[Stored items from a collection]
___
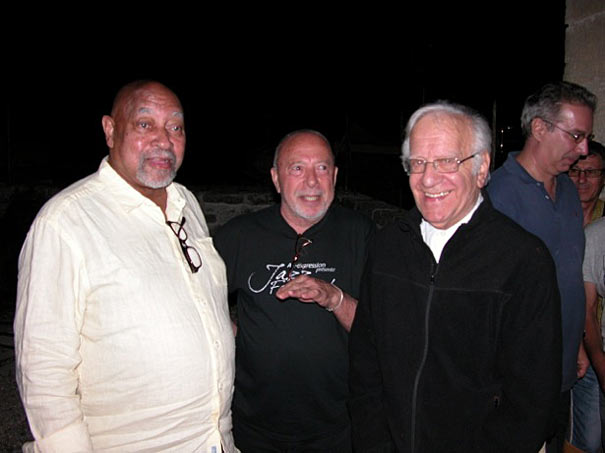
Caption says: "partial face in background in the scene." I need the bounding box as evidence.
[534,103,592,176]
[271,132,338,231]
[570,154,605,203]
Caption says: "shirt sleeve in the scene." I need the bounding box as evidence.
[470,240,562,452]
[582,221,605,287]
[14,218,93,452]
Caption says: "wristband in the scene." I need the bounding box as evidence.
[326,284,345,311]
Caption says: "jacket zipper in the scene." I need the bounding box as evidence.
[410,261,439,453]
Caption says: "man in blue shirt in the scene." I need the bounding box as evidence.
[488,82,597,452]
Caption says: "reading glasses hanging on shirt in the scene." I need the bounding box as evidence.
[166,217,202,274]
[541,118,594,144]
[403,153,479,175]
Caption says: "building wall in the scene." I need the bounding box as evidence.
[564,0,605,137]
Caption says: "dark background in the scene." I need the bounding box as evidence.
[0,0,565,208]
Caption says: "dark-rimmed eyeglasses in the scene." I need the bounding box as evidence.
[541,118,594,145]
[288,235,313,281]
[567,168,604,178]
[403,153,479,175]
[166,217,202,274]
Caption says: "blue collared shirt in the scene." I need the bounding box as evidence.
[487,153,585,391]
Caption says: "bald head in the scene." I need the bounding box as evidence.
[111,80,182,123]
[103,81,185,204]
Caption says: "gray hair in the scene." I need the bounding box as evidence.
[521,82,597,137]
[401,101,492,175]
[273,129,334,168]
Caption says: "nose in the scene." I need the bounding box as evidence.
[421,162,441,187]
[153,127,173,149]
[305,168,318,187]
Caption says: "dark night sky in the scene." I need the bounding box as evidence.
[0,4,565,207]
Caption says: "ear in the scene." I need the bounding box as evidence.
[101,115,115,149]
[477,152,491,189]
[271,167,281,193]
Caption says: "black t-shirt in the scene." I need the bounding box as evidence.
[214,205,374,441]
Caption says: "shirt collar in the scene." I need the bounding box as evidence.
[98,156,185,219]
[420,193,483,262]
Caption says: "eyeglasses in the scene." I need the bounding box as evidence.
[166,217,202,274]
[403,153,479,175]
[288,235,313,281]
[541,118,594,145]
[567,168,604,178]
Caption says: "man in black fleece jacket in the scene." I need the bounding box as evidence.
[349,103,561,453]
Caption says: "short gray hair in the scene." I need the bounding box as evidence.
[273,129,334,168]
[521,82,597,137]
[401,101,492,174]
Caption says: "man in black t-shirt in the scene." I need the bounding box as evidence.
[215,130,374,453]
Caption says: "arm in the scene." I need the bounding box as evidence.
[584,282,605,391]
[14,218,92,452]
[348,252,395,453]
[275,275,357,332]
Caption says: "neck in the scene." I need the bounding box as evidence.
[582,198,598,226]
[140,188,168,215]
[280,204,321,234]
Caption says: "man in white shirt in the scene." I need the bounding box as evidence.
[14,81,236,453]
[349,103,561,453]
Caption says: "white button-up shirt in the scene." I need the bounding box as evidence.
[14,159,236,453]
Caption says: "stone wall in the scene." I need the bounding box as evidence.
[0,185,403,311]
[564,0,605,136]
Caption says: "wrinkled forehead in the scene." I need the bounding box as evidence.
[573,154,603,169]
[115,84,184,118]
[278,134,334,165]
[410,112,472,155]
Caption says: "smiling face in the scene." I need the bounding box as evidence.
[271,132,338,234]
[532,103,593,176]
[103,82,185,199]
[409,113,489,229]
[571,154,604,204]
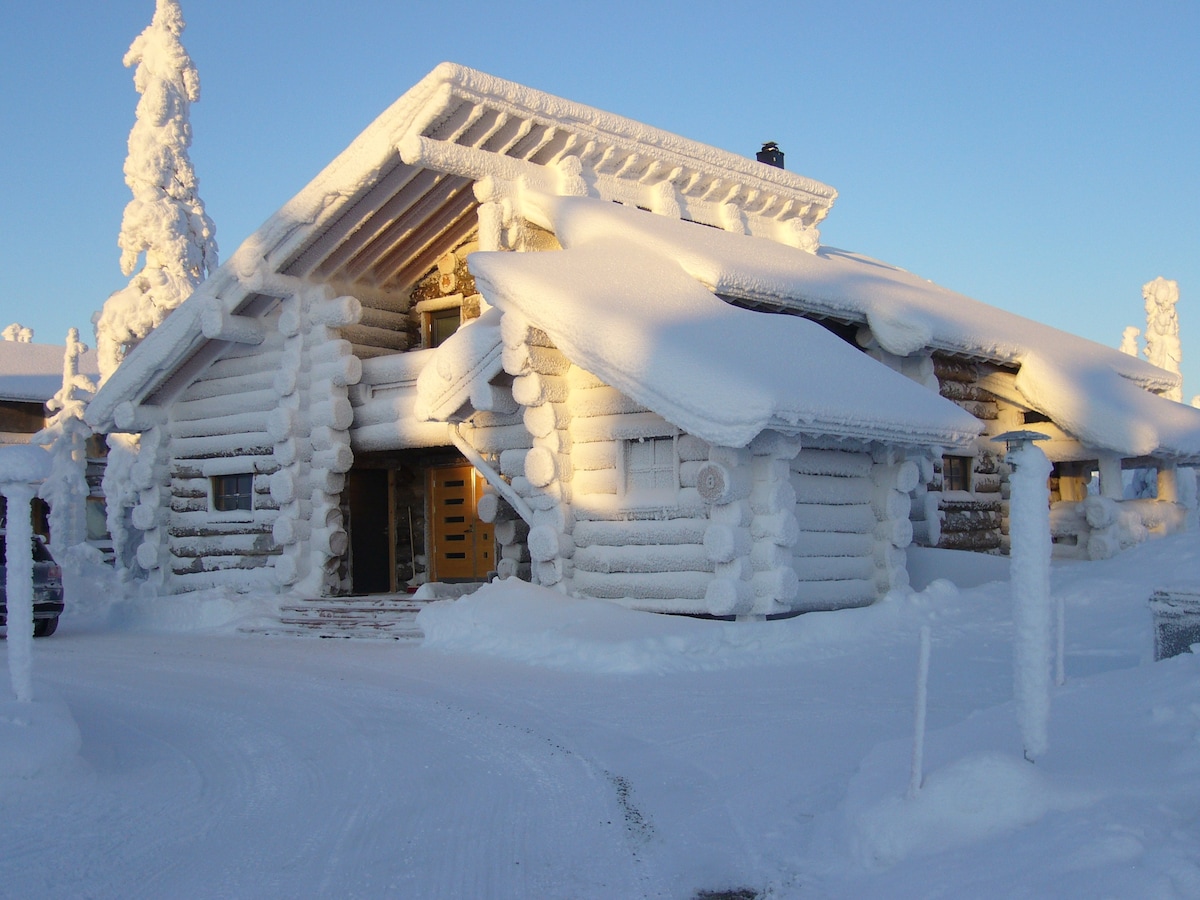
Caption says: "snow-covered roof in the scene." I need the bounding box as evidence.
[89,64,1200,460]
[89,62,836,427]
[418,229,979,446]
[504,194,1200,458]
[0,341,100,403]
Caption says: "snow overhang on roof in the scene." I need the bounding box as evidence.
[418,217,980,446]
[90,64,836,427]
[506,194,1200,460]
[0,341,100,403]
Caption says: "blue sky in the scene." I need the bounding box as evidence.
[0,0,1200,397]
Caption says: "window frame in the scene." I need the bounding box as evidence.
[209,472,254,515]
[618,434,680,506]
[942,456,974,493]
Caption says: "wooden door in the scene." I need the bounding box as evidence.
___
Rewrite the part of the records that runs from their start through the line containing "[488,82,597,452]", keeping the caption lines and adjusting every bounding box coordinate by -57. Leave the pictures out.

Caption says: "partial face in background in the scene." I need the bounding box as evidence.
[477,46,535,119]
[214,75,281,174]
[513,97,548,146]
Caption says: "shirt sleeve in the scene." I need the bounding box as evidence.
[413,183,505,395]
[525,164,548,230]
[-43,161,36,395]
Caption says: "wristband in the scene." I need the bounding box as evidence.
[269,227,288,254]
Caption says: "jacket zipper in the scene." I need the bounding box as evidence.
[353,204,382,396]
Caption says: "man in blue shirt in the scene." I need the bounding box as evidence.
[431,25,540,395]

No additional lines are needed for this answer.